### Task to carry out
Word for word, print each line of the listing below; pictures stay out.

+++ Records to use +++

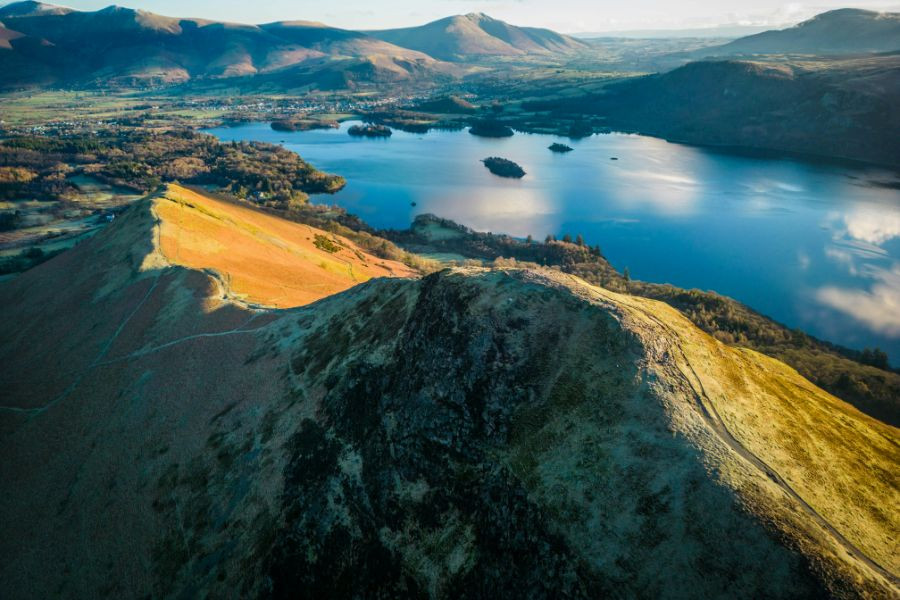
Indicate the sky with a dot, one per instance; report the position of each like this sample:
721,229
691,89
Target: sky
568,16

+++

### The solution
Indicate the sky with a dot, one per instance; report the position of each like this sample:
721,229
691,89
Target: sky
568,16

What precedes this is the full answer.